## Task prompt
Text only, exactly as given: reproduce the entries below without their pictures.

## Collected data

--- START ---

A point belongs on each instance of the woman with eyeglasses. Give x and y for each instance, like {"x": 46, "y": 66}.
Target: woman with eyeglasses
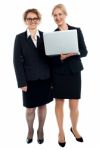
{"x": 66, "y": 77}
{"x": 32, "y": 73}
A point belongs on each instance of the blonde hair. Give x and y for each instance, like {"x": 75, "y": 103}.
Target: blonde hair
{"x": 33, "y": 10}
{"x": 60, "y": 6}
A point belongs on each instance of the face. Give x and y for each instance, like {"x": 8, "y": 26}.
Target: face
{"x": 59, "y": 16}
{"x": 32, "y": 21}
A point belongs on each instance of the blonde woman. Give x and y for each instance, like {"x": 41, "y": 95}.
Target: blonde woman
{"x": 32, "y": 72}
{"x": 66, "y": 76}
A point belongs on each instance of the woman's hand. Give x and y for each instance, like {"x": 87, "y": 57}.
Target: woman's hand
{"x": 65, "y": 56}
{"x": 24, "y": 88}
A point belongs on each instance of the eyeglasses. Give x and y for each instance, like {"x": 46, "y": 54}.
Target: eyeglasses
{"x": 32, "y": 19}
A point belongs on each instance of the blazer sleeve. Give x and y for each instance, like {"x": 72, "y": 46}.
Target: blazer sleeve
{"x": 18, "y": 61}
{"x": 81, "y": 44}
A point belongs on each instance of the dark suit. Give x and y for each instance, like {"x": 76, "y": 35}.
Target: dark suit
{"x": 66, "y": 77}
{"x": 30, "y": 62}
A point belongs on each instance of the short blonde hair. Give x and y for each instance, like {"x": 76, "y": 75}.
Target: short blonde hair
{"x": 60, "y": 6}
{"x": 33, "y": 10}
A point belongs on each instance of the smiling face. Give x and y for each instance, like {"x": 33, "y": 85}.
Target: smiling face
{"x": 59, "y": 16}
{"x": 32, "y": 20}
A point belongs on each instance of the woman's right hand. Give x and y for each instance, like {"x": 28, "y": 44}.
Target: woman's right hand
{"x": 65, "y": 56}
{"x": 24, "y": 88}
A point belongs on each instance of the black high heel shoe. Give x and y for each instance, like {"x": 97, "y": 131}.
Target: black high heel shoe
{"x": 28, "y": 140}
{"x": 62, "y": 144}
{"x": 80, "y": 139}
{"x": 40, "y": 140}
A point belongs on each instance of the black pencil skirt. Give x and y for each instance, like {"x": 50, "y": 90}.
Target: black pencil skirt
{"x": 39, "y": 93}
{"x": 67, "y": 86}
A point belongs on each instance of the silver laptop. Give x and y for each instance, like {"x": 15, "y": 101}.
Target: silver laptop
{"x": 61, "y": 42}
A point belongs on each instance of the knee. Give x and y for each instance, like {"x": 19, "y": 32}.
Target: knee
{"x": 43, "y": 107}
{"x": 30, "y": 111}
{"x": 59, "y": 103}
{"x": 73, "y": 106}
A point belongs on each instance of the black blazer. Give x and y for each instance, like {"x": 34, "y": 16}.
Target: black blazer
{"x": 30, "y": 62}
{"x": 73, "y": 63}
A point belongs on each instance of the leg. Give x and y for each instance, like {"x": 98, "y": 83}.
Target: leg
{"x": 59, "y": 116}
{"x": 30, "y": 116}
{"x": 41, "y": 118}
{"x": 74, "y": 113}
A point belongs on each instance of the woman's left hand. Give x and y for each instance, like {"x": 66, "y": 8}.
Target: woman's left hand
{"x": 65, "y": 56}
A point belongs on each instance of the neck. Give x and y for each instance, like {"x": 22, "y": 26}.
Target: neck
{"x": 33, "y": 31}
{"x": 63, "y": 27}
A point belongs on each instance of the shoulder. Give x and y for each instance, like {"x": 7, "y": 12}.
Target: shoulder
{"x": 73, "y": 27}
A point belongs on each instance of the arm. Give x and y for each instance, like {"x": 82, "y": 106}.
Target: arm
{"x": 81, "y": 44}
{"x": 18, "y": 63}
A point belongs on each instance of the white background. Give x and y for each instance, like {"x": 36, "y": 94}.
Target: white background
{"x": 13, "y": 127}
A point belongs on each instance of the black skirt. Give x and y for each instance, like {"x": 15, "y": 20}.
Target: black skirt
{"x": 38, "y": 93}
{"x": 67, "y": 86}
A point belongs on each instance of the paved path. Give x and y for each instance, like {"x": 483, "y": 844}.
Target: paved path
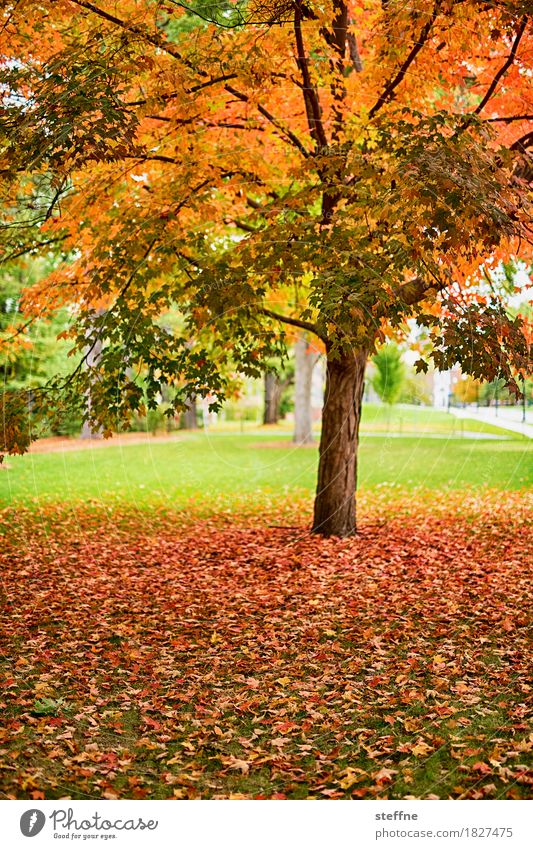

--- END ---

## Solution
A point belongs on each instance of the woman with eyeglasses. Give x and y for each instance, like {"x": 46, "y": 66}.
Target: woman with eyeglasses
{"x": 66, "y": 77}
{"x": 32, "y": 73}
A point belongs on each instance of the blonde hair. Give x and y for each instance, like {"x": 75, "y": 103}.
Target: blonde hair
{"x": 33, "y": 10}
{"x": 60, "y": 6}
A point belongs on each instance of the face. Give x and y for each instance, like {"x": 8, "y": 26}.
Target: face
{"x": 59, "y": 16}
{"x": 32, "y": 21}
A point belongs on each instance of the blonde woman. Give x and y for each instance, like {"x": 41, "y": 95}.
Target: blonde woman
{"x": 32, "y": 72}
{"x": 66, "y": 76}
A point belongs on each instance of the woman's hand. Give x and y for each instance, like {"x": 87, "y": 57}.
Target: woman's hand
{"x": 65, "y": 56}
{"x": 24, "y": 88}
A point belongs on each instance of the eyeglasses. Give x and y for each instance, like {"x": 46, "y": 54}.
Target: eyeglasses
{"x": 32, "y": 19}
A point belongs on each instance of the blazer sleeve. Give x and y for each instance, like {"x": 72, "y": 46}.
Target: blazer sleeve
{"x": 18, "y": 61}
{"x": 81, "y": 44}
A point belongs on each instance of the dark suit. Give x and y for each instance, like {"x": 76, "y": 35}.
Target: dark suit
{"x": 66, "y": 77}
{"x": 30, "y": 62}
A point belongs on each instance of the short blonde hair. Give x and y for each instance, like {"x": 76, "y": 75}.
Target: short blonde hair
{"x": 60, "y": 6}
{"x": 33, "y": 10}
A point belongs on each instance of the smiling face. Give x and y for each instance, like {"x": 33, "y": 85}.
Target: smiling face
{"x": 59, "y": 16}
{"x": 32, "y": 20}
A point belongs on each instance of the woman's right hand. Give x and y for each instance, like {"x": 28, "y": 44}.
Target: woman's right hand
{"x": 65, "y": 56}
{"x": 24, "y": 88}
A point belongs on each instance of the black high heel shoe. Give x and y for each instance, like {"x": 97, "y": 131}.
Target: black high heel shoe
{"x": 28, "y": 140}
{"x": 62, "y": 144}
{"x": 80, "y": 139}
{"x": 40, "y": 140}
A point belongs on each instance of the black pencil skirt. Give x and y for each instance, like {"x": 50, "y": 90}.
Target: black pencil skirt
{"x": 39, "y": 93}
{"x": 67, "y": 86}
A point belongs on each instance of the silver laptop. Give x and y for each instance, like {"x": 15, "y": 101}.
Target: silver laptop
{"x": 61, "y": 42}
A point belongs on each instance of the knee. Give x and y for each instance, like {"x": 19, "y": 32}.
Target: knee
{"x": 43, "y": 107}
{"x": 30, "y": 111}
{"x": 59, "y": 103}
{"x": 73, "y": 106}
A point belongs on each instance of the black blazer. Give x and y for each instance, like {"x": 34, "y": 16}.
Target: black blazer
{"x": 30, "y": 62}
{"x": 73, "y": 63}
A point belongs on each instance of the leg. Give x and y for each instance, like {"x": 98, "y": 83}.
Target: leg
{"x": 59, "y": 116}
{"x": 30, "y": 116}
{"x": 41, "y": 118}
{"x": 74, "y": 113}
A point belongs on each instance of the woman's left hand. Give x and y for each instance, like {"x": 66, "y": 8}.
Target: woman's left hand
{"x": 65, "y": 56}
A point belongs on each instance of the neck. Give x and y for each instance, like {"x": 22, "y": 26}.
Target: neck
{"x": 33, "y": 31}
{"x": 63, "y": 27}
A point belongs on each instance of the shoulder. Give x and y for each instance, like {"x": 7, "y": 12}.
Target: shoulder
{"x": 73, "y": 27}
A point belongs on each instance of the arm. Give x and y for each instance, like {"x": 82, "y": 106}.
Target: arm
{"x": 81, "y": 44}
{"x": 18, "y": 63}
A point belongs on each instance of the white background. Give x and y for each instance, like {"x": 36, "y": 94}.
Target: white background
{"x": 13, "y": 127}
A point belongs on each instance of the black skirt. Give x and y for each instance, like {"x": 15, "y": 20}.
Target: black skirt
{"x": 38, "y": 93}
{"x": 67, "y": 86}
A point belongs on each instance of the paved path. Give x and y for each instance, like {"x": 483, "y": 844}.
Target: paved path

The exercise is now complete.